Supplied passage:
Dance Nation is an incisive, hilarious play about the world of pre-teen dancers aiming to take home the top spot at Nationals in Tampa. Adding to the fun is genius casting of adult actors of all ages to portray these children in often heartbreaking realism.

Ikechukwu Ufomadu and Ellen Maddow are two of the talented cast. They shared a bit of their experience with us here.

When and how did you first become involved with Dance Nation and what has the journey been like so far?

Ikechukwu Ufomadu: I was asked to participate in a couple of workshops and readings of the show in September 2016. Then in November of last year, I got an offer for the production at Playwrights. It’s been great working on the show. I’m a big fan of the play. There are some wild stage directions in the script and it’s been fun seeing them translated to live performance. I’ve worked with Clare [Barron, playwright] and Lee [Sunday Evans, Director] before on other projects and enjoy working with them. I’m also much more flexible and in shape from all the dance rehearsals.

Ellen Maddow: I have been in several developmental workshops of Dance Nation, the first in 2016. I am a playwright and composer as well as an actor, and most of the time I work with my own experimental theatre company, Talking Band, which has been around for over 40 years, so working on Dance Nation has been a special experience for me. It has been a pleasure to be involved in this project with Clare and Lee - learning and performing the dances, inhabiting the character of Maeve, and sharing the play with audiences has been a very fulfilling experience.

How would you describe Maeve? Would you have been friends with her if you were in the same dance class as pre-teens? Why or why not?

Ellen: Maeve is defined as “the least talented of the dancers”. She is socially awkward, but clear about herself and her place in the world. She has other interests beside dance - she says she would like to grow up to do something cosmic, like astrophysics. I think I was a lot like her when I was that age. For instance, I was an A student but I never told anyone at school about my grades, because I knew I would be rejected as a weirdo. I stopped taking dance classes by the time I was 13, but I was in a children’s theatre group, and we took ourselves very seriously, and as I remember, we were all a little bit like Maeve.

Provided material:
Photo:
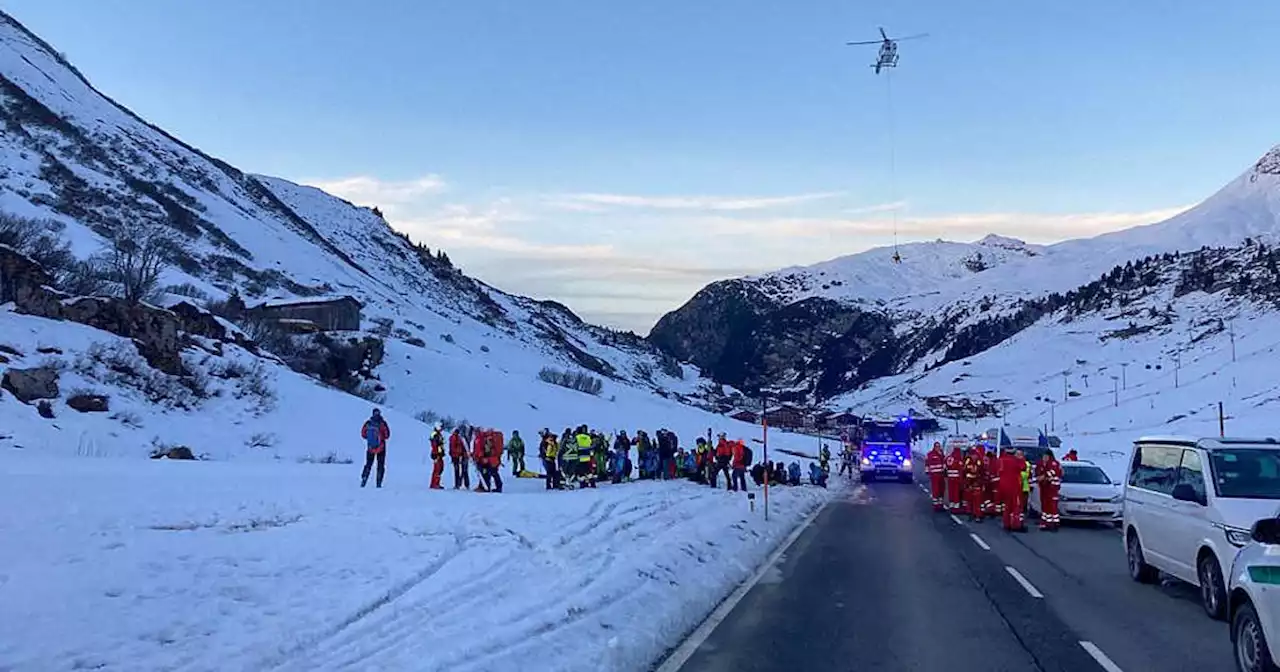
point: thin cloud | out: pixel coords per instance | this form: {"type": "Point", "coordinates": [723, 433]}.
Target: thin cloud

List of tasks:
**A.** According to the Dance Nation interview, what does Maeve say she would like to do when she grows up?
**B.** Please retype the section of the Dance Nation interview that begins with "Ellen: Maeve is defined" and ends with "bit like Maeve.".

Solutions below:
**A.** Something cosmic, like astrophysics.

**B.**
Ellen: Maeve is defined as “the least talented of the dancers”. She is socially awkward, but clear about herself and her place in the world. She has other interests beside dance - she says she would like to grow up to do something cosmic, like astrophysics. I think I was a lot like her when I was that age. For instance, I was an A student but I never told anyone at school about my grades, because I knew I would be rejected as a weirdo. I stopped taking dance classes by the time I was 13, but I was in a children’s theatre group, and we took ourselves very seriously, and as I remember, we were all a little bit like Maeve.